* **TEXT SECTION**
# # # # #
PURE CYCLE CORPORATION

______________________

Pursuant to Section 151 of the General Corporation Law
of the State of Delaware
______________________


	PURE CYCLE CORPORATION, a Delaware corporation (the "Corporation"),
does hereby certify that the following resolutions were duly adopted by the
board of directors of the Corporation pursuant to authority conferred upon
the board of directors by Article IV of the Certificate of Incorporation of
the Corporation, which authorizes the issuance of up to 25,000,000 shares of
Preferred Stock, at a meeting of the board of directors duly held on
January 5, 1999

	RESOLVED, that one series of the class of authorized Preferred Stock, $.001
par value, of the Corporation is hereby created and that the designations,
powers, preferences and relative, participating, optional or other special
rights of the shares of such series, and qualifications, limitations or
restrictions thereof, are hereby fixed as follows:

	1.	Number of Shares and Designation. 500,000 shares of the Preferred Stock,
$.001 par value, of the Corporation are hereby constituted as a series of the
Preferred Stock designated as Series C-1 Convertible Preferred Stock (the
"Series C-1 Preferred Stock").

	2.	Liquidation.

		A.	Upon any liquidation, dissolution or winding up of the
Corporation, whether voluntary or involuntary, the holders of the Series
C-1 Preferred Stock will be entitled to share in any distribution or payment
made to the holders of Common Stock on a pro rata basis with the holders of
the Common Stock determined as if such holders had converted their Series
C-1 Preferred Stock to Common Stock pursuant to Section 4 hereof immediately
prior to such liquidation, dissolution or winding up.


		B.	The Corporation will mail written notice of any distribution in
connection with such liquidation, dissolution or winding up, not less
than 60 days prior to the payment date stated therein, to each record
holder of Series C-1 Preferred Stock.  Neither the consolidation or merger
of the Corporation into or with any other corporation or corporations, nor
the sale or transfer by the Corporation of all or any part of its assets,
nor the reduction of the capital stock of the Corporation, will be deemed
to be a liquidation, dissolution or winding up of the Corporation within
the meaning of this Section 2.

	3.	Dividends.	The holders of the Series C-1 Preferred Stock will be
entitled to share in any dividend or distribution or payment made to the
holders of Common Stock on a pro rata basis with the holders of the Common
Stock determined as if such holders had converted their Series C-1 Preferred
Stock to Common Stock pursuant to Section 4 hereof immediately prior to such
dividend or distribution.

	4.	Conversion.

		A.	Right to Convert.  Each share of Series C-1 Preferred Stock shall
be convertible, at the option of the holder thereof, at any time, into 1
fully paid and non-assessable share of Common Stock (the "Conversion Rate"),
provided that the Corporation has authorized but unissued shares of Common
Stock to deliver to the holders of the Series C-1 Preferred Stock at the
time of such conversion.
# # # # #
* **Records on locating named things**

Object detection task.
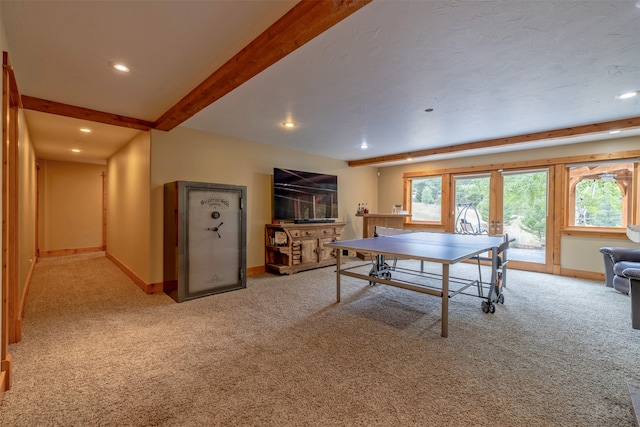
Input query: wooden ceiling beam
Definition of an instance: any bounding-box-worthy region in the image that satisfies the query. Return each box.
[155,0,371,131]
[347,117,640,166]
[21,95,153,131]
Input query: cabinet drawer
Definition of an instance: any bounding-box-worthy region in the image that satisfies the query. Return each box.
[289,229,300,237]
[318,227,337,238]
[300,228,318,238]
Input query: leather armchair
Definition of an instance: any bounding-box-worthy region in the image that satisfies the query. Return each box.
[600,247,640,294]
[622,267,640,329]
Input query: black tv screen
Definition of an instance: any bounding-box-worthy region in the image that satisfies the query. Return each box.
[273,168,338,221]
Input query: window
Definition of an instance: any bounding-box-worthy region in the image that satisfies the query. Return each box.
[568,161,634,228]
[410,175,442,223]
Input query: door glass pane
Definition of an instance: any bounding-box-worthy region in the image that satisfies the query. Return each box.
[502,170,547,264]
[454,175,490,234]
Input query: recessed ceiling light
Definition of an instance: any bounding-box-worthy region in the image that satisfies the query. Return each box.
[111,63,129,73]
[616,90,640,99]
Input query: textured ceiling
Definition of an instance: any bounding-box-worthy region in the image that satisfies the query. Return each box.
[1,0,640,166]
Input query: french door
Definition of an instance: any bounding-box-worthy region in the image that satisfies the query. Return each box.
[452,169,551,271]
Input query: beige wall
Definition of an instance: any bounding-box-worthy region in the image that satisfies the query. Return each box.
[39,160,106,255]
[107,132,152,283]
[378,137,640,273]
[18,110,37,310]
[150,127,378,283]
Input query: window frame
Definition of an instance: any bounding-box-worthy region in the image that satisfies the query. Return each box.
[558,157,640,232]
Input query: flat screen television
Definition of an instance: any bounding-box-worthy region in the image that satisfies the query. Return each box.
[273,168,338,222]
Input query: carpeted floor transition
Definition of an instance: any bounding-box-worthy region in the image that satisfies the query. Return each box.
[0,255,640,426]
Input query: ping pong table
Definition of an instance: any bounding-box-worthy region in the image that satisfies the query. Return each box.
[326,232,509,337]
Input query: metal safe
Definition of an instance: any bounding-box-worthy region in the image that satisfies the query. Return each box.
[163,181,247,302]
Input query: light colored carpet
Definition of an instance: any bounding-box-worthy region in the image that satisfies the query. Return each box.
[0,256,640,426]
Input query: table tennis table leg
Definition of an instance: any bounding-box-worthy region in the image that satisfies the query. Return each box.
[336,249,342,302]
[440,264,449,338]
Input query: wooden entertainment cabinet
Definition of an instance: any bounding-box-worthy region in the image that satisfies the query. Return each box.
[264,222,345,274]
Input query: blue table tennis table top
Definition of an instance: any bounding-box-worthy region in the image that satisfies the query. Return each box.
[325,232,504,264]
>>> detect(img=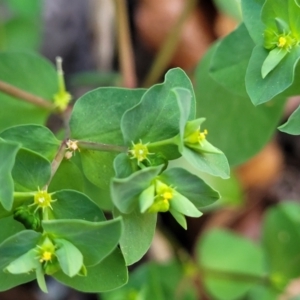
# # # # #
* **DIRECTIONS**
1. According to the Pure Cycle Corporation certificate, at least how many days before the payment date must the Corporation mail notice of a liquidation distribution to record holders of Series C-1 Preferred Stock?
2. Resume the Pure Cycle Corporation certificate from the point where it stops.
These records were taken from a separate source.

* **SOLVED PROBLEMS**
1. Not less than 60 days before the payment date.

2.
		B.	Fractional Shares.  In the event the aggregate number of shares of
Series C-1 Preferred Stock being converted by a holder thereof is
convertible into a number of shares of Common Stock which would require the
issuance of a fractional interest in a share of Common Stock, the
Corporation shall deliver cash in the amount of the fair market value of
such fractional interest.

		C.	Accrued Dividends.  If, at the time the holder of shares of Series
C-1 Preferred Stock exercises its right of conversion under Section 4.A,
such holder's shares of Series C-1 Preferred Stock have accrued dividends
which remain unpaid at the time of such conversion, such holder's right to
receive dividends on the shares so converted, to the extent accrued but
unpaid on the date of conversion, shall continue.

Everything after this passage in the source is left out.